__Exercise data__.
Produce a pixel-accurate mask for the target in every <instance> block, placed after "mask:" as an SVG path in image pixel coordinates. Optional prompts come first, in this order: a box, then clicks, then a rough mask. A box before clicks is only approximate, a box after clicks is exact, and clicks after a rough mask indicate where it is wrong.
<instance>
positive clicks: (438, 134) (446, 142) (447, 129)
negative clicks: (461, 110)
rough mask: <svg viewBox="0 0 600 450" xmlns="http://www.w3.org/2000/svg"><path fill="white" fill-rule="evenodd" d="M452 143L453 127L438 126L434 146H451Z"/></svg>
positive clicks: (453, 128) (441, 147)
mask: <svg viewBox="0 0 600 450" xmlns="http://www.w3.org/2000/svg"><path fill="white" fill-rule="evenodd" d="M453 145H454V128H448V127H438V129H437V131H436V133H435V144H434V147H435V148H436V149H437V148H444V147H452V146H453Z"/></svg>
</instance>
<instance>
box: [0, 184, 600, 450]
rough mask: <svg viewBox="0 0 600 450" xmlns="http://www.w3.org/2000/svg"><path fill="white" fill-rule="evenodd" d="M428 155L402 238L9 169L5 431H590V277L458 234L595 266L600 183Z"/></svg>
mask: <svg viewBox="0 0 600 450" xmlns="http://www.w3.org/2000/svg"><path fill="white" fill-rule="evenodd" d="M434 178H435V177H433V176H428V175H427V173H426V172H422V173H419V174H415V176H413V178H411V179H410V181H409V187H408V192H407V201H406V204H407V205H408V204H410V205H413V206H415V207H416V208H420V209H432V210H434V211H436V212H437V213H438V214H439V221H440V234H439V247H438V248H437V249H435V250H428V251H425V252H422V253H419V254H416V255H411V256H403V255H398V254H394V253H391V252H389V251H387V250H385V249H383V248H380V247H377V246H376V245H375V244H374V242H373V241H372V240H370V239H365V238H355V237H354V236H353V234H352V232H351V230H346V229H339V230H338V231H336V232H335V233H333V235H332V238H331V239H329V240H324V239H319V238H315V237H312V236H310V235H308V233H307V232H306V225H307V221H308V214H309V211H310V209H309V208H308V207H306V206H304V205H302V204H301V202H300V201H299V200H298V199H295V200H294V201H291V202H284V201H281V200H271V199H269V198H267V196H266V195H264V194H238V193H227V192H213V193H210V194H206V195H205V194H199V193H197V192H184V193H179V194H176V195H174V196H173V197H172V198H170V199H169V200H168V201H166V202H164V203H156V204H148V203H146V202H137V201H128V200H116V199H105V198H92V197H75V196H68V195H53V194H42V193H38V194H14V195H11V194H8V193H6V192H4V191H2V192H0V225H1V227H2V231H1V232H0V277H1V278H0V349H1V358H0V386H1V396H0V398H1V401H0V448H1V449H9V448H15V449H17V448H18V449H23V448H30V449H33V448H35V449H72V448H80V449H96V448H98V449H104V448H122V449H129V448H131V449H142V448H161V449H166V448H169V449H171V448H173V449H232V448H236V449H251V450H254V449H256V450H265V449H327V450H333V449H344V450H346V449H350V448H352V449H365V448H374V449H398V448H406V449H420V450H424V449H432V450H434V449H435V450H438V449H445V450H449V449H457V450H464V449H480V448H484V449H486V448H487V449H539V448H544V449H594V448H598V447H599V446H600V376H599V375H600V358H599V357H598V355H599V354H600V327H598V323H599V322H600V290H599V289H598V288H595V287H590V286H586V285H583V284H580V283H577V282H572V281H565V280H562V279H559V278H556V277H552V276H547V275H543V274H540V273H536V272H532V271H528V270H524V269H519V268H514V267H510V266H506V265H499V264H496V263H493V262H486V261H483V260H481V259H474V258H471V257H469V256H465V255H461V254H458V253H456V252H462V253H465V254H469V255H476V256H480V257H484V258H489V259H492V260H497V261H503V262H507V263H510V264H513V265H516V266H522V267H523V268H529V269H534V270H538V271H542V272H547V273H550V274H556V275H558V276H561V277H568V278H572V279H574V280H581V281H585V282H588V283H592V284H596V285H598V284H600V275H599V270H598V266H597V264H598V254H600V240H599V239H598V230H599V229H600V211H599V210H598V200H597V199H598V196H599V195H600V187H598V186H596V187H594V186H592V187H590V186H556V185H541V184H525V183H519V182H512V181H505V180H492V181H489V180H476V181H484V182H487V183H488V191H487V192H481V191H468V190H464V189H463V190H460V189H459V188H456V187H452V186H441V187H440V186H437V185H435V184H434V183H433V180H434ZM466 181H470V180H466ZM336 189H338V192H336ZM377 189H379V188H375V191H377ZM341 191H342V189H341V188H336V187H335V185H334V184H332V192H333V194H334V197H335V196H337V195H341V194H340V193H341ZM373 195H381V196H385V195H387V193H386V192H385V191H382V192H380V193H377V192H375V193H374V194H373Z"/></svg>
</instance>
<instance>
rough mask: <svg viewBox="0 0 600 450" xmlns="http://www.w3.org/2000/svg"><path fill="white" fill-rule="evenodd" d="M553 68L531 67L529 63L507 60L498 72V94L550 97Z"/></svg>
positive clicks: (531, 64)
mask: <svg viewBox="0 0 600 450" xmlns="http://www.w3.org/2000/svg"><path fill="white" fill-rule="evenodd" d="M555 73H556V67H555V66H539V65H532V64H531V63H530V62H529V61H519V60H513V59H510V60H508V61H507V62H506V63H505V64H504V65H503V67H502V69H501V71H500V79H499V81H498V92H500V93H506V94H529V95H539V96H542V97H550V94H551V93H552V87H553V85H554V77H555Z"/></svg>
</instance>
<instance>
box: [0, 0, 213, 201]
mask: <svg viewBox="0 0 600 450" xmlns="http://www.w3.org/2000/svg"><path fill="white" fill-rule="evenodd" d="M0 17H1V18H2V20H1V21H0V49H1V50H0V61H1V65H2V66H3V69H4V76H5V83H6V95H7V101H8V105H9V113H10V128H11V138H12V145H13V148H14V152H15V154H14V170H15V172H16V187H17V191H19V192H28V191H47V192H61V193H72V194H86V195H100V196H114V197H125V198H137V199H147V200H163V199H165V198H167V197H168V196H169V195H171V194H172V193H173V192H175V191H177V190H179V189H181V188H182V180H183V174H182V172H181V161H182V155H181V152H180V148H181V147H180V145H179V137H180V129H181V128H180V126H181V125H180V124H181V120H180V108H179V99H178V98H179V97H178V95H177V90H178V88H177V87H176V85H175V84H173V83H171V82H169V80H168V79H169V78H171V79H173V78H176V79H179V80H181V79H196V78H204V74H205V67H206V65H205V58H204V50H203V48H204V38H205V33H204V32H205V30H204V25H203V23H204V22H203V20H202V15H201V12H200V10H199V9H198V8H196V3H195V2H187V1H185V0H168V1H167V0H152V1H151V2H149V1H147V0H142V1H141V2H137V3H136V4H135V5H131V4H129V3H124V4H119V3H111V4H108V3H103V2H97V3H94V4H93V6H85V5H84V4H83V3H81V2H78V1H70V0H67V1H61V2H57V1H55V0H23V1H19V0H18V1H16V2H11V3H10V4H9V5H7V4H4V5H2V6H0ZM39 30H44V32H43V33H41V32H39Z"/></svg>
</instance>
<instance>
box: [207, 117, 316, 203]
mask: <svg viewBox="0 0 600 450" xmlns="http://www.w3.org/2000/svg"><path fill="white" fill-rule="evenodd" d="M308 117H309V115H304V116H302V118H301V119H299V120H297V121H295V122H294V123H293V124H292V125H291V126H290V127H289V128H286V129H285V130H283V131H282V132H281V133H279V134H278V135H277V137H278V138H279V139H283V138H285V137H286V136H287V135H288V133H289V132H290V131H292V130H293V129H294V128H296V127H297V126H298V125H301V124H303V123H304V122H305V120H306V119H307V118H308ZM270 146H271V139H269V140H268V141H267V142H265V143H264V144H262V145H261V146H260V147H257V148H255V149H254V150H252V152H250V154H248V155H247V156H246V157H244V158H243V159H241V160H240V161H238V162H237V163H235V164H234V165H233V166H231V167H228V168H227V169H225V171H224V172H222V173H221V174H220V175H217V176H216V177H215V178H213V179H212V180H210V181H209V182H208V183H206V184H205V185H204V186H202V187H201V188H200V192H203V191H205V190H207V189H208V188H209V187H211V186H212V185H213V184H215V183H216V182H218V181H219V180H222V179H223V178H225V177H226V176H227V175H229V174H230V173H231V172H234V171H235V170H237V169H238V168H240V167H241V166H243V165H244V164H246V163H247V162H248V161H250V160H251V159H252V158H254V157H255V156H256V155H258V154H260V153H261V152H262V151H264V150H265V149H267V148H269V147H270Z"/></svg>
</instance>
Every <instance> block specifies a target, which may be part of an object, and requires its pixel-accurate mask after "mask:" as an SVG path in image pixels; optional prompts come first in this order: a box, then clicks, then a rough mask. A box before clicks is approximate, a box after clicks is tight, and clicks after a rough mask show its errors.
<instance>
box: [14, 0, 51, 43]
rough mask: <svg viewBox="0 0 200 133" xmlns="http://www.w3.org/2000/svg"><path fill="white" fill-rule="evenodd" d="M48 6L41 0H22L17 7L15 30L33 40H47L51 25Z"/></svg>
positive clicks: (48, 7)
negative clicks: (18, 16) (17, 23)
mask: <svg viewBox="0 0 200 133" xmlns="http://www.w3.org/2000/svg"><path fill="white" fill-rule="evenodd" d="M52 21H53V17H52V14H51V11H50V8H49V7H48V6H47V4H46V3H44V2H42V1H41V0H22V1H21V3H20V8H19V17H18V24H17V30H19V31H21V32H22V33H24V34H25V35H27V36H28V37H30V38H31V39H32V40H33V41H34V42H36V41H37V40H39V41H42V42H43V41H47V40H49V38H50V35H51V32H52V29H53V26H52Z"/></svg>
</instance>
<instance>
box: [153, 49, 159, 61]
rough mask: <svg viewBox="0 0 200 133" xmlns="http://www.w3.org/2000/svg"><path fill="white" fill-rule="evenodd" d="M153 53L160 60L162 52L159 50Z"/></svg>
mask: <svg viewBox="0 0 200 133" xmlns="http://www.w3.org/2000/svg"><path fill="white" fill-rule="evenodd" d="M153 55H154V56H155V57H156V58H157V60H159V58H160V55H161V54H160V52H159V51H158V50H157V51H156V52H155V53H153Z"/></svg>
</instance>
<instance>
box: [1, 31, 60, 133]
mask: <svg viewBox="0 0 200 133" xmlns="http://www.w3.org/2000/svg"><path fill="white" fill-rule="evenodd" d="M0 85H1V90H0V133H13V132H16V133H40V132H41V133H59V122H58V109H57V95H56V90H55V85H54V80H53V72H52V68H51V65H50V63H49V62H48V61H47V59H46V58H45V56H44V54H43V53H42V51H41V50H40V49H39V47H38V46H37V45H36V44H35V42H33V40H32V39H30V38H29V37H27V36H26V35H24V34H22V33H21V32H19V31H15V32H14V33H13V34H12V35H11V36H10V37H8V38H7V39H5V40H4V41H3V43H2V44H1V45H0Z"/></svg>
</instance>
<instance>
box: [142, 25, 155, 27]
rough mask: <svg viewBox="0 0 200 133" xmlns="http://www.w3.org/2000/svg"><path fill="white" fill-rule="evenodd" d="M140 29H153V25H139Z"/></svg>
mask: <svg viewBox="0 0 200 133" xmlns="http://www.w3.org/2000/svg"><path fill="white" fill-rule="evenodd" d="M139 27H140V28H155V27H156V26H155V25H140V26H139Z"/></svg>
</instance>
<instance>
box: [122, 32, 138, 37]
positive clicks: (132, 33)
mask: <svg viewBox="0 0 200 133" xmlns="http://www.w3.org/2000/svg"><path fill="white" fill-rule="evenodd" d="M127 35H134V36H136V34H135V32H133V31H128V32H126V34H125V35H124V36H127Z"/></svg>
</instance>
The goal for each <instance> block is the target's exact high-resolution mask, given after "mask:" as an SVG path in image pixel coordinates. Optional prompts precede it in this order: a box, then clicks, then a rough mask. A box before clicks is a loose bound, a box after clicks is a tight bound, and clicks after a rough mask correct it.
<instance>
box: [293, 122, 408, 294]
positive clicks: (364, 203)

__Task statement__.
What is needed is every line from the start of the entries through the line containing "box: [0, 184, 600, 450]", returned word for word and nothing else.

__Answer box__.
Produce a pixel-accurate mask for the target in every <instance> block, placed after "mask:" as an SVG path in image pixel coordinates. Optional prompts come first, in this order: a box, then clicks, then a rough mask. A box before clicks is only approximate, a box after clicks is exact, and clicks after a rough mask indicate where it is wrong.
<instance>
positive clicks: (438, 134) (446, 142) (447, 129)
negative clicks: (461, 110)
rough mask: <svg viewBox="0 0 600 450" xmlns="http://www.w3.org/2000/svg"><path fill="white" fill-rule="evenodd" d="M452 143L453 127L438 126L434 146H451Z"/></svg>
positive clicks: (453, 128) (441, 147)
mask: <svg viewBox="0 0 600 450" xmlns="http://www.w3.org/2000/svg"><path fill="white" fill-rule="evenodd" d="M453 145H454V128H448V127H438V129H437V131H436V133H435V144H434V147H435V148H436V149H437V148H444V147H452V146H453Z"/></svg>
</instance>
<instance>
box: [0, 184, 600, 450]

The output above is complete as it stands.